**SOURCE:**
------------------------

在Matlab中找到三维数组最小值的位置

Question

Sorry for asking such a simple and silly question, but Matlab is really too hard to use for me. My question is just how to find the position the minimal value of a three dimensional array in Matlab.

For example, suppose I define a three dimensional array

m=zeros(2,2,2);
m(1,2,2)=-2;

The minimal value of m should be -2 , located at (1,2,2) . I can find the minimal value by

m0=min(min(min(m)));

But when I find its position by using

[x y z]=find(m==m0);

Instead of returning x=1 , y=2 and z=2 , it returns x=1 , y=4 and z=1 .

I appreciate if anyone would answer this question!

Answer 1

You can use min to find the minimum index of m and then convert it to x , y and z coordinates. There is no need to use find also.

min can be used with multiple output arguments to return the index of the minimum element. Here, I also use : to return every element of m as a column vector.

>> m=zeros(2,2,2);
>> m(1,2,2)=-2;
>> m(:)
ans =
     0
     0
     0
     0
     0
     0
    -2
     0
>> [~, ind] = min(m(:))
ind =
     7

Now we have our index we need to convert it back into x , y and z coordinates. This can be done using ind2sub or manually by hand.

>> [x y z] = ind2sub(size(m), ind)
x =
     1
y =
     2
z =
     2

Answer 2

You're correct. This is more complicated than it should be. The problem is that MATLAB is hardwired to work with matrices (ie arrays of rank 2), rather than arrays of general rank. Here's the solution:

m0 = min(m(:))
[x y z] = ind2sub(size(m), find(m(:) == m0))

Explanation:

If you type help find , you may notice that your original code was using the [rows, cols, vals] version of find , which is not what you expected.

Instead, min(m(:)) is a simplification of your min(min(min(m))) . It automatically reshapes m into a rank one array (ie a vector).

The expression find(m(:) == m0) returns a single index for the minimum position in this reshaped vector. Finally, ind2sub converts this single index into a set of three indices, given the shape of m .

------------------------

**SUPPLIED RECORDS:**
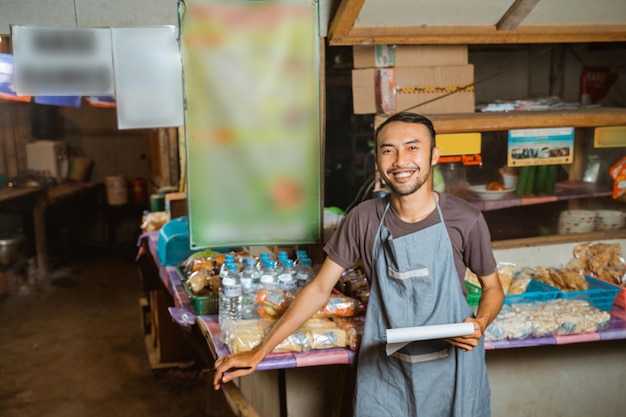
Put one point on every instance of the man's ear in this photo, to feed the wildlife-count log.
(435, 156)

------------------------

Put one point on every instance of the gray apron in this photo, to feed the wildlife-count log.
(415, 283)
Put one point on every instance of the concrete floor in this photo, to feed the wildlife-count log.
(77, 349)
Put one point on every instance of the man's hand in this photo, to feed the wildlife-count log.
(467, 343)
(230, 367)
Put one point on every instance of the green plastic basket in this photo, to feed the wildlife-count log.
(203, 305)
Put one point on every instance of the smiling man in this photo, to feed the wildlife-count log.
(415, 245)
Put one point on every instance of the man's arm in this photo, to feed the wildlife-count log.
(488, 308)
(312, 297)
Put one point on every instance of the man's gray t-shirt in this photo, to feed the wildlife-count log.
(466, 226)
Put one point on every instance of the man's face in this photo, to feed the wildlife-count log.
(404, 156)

------------------------

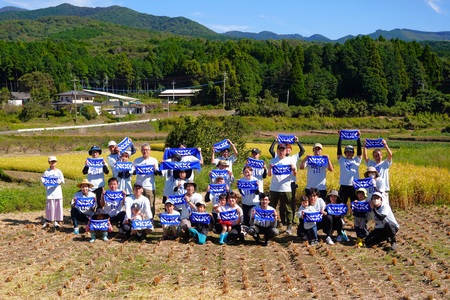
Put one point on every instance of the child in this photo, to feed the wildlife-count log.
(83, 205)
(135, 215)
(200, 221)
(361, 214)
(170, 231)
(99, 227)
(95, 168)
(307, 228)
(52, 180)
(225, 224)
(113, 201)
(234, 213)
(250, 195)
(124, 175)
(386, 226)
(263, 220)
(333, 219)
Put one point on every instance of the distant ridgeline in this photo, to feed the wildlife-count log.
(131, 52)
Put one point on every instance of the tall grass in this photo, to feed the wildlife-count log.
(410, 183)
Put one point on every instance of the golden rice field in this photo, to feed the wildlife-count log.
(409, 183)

------------------------

**THE TASKS:**
A. Answer these questions about the Matlab thread:
(i) What values of x, y and z does the asker's find call return?
(ii) What index does Answer 1 get from min(m(:))?
(iii) According to Answer 2, what is MATLAB hardwired to work with?
B. Extract every line of the rows that contains the string "gray". Case counts.
The rows have nothing to do with the Matlab thread.

**TASK-BY-TASK ANSWERS:**
A.
(i) x=1, y=4 and z=1.
(ii) 7.
(iii) Matrices, that is, arrays of rank 2.

B.
Put one point on every instance of the gray apron in this photo, to feed the wildlife-count log.
Put one point on every instance of the man's gray t-shirt in this photo, to feed the wildlife-count log.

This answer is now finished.